» THE TASK
In the material below, change each "simplified polygon" to "closed polygon" and write out all the lines again with nothing else altered.

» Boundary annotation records
##########
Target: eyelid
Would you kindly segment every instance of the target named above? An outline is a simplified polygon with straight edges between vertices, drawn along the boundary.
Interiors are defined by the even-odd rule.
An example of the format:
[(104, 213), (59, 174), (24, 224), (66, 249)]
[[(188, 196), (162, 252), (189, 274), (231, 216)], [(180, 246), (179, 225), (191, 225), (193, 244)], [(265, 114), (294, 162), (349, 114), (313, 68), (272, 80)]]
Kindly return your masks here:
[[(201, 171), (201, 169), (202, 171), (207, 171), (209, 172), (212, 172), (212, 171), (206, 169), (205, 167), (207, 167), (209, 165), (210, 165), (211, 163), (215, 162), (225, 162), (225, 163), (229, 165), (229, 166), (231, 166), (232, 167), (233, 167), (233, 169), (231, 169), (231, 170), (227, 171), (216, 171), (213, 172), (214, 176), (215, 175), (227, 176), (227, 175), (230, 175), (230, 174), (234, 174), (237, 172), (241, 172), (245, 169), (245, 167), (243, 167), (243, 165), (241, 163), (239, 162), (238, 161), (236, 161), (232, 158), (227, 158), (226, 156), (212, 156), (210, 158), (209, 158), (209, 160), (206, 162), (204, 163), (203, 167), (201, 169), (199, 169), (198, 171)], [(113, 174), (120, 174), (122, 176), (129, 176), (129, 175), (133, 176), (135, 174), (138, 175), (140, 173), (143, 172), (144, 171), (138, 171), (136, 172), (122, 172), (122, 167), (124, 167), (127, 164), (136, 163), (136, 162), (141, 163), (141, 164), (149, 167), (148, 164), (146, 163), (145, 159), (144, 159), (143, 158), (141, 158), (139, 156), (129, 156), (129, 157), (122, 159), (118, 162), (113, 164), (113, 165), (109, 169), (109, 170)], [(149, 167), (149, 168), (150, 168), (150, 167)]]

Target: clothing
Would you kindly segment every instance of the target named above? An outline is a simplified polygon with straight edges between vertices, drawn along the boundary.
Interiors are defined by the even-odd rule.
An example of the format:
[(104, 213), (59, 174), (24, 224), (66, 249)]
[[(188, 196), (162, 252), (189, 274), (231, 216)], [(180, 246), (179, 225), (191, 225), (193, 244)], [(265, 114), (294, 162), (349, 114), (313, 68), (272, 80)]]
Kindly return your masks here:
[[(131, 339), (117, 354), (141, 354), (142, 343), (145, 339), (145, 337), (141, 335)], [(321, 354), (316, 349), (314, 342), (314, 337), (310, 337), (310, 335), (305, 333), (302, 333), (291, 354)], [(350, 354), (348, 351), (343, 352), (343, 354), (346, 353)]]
##########
» RESULT
Target: eyelid
Would you kindly segment every instance of the target named above? An outline is a closed polygon with straight edges between vertices, drawn along the boundary.
Interiors are defined by the even-odd rule.
An example of the format:
[(104, 213), (59, 174), (24, 224), (66, 249)]
[[(188, 196), (162, 252), (189, 274), (231, 216)], [(180, 246), (179, 225), (191, 225), (193, 244)], [(265, 114), (294, 162), (349, 114), (313, 68), (272, 80)]]
Kindly return your masks here:
[[(201, 171), (201, 169), (202, 171), (207, 171), (209, 172), (212, 172), (212, 171), (206, 169), (205, 167), (207, 167), (209, 165), (210, 165), (211, 163), (215, 162), (225, 162), (225, 163), (229, 165), (229, 166), (231, 166), (232, 167), (233, 167), (233, 169), (231, 169), (231, 170), (227, 171), (216, 171), (213, 172), (214, 176), (215, 175), (227, 176), (227, 175), (230, 175), (230, 174), (234, 174), (237, 172), (241, 172), (245, 169), (245, 167), (243, 167), (243, 165), (241, 163), (239, 162), (238, 161), (236, 161), (232, 158), (227, 158), (226, 156), (212, 156), (210, 158), (209, 158), (209, 160), (206, 162), (204, 163), (203, 167), (201, 169), (199, 169), (198, 171)], [(113, 174), (120, 174), (122, 176), (129, 176), (129, 175), (133, 176), (135, 174), (138, 175), (140, 173), (143, 172), (144, 171), (138, 171), (136, 172), (122, 172), (122, 167), (124, 167), (127, 164), (136, 163), (136, 162), (141, 163), (141, 164), (149, 167), (148, 164), (146, 163), (145, 159), (144, 159), (143, 158), (141, 158), (139, 156), (129, 156), (129, 157), (122, 159), (118, 162), (113, 164), (113, 165), (109, 169), (109, 170)], [(149, 167), (149, 168), (150, 168), (150, 167)]]

Target: clothing
Would you kindly segment every instance of the target named above? An outline is a closed polygon with straight edges between vertices, drawn along the boundary.
Interiors are defined by the even-odd rule.
An example of the format:
[(104, 213), (59, 174), (24, 224), (66, 249)]
[[(188, 196), (162, 252), (189, 274), (231, 216)], [(180, 246), (179, 225), (191, 225), (193, 244)], [(265, 114), (294, 162), (349, 114), (313, 68), (272, 80)]]
Kindly return your masks here:
[[(131, 339), (117, 354), (141, 354), (142, 343), (145, 339), (145, 337), (141, 335)], [(321, 354), (316, 349), (314, 342), (314, 337), (310, 337), (310, 335), (305, 333), (302, 333), (291, 354)], [(350, 354), (348, 351), (343, 352), (343, 354), (346, 353)]]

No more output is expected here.